Task objective: Reproduce the listing below word for word, every line in its original order, without changing anything.

Given records:
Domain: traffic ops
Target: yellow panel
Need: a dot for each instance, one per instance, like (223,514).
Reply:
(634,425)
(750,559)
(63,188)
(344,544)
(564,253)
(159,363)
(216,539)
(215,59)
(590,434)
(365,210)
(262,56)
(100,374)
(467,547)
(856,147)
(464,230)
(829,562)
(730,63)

Task result:
Domain: traffic ops
Target: yellow panel
Need: a dot for each instance, one per instance, like (223,514).
Reply:
(634,425)
(750,559)
(63,188)
(344,544)
(564,253)
(159,363)
(216,539)
(215,59)
(590,434)
(365,210)
(262,56)
(100,374)
(467,547)
(856,147)
(464,230)
(829,562)
(730,63)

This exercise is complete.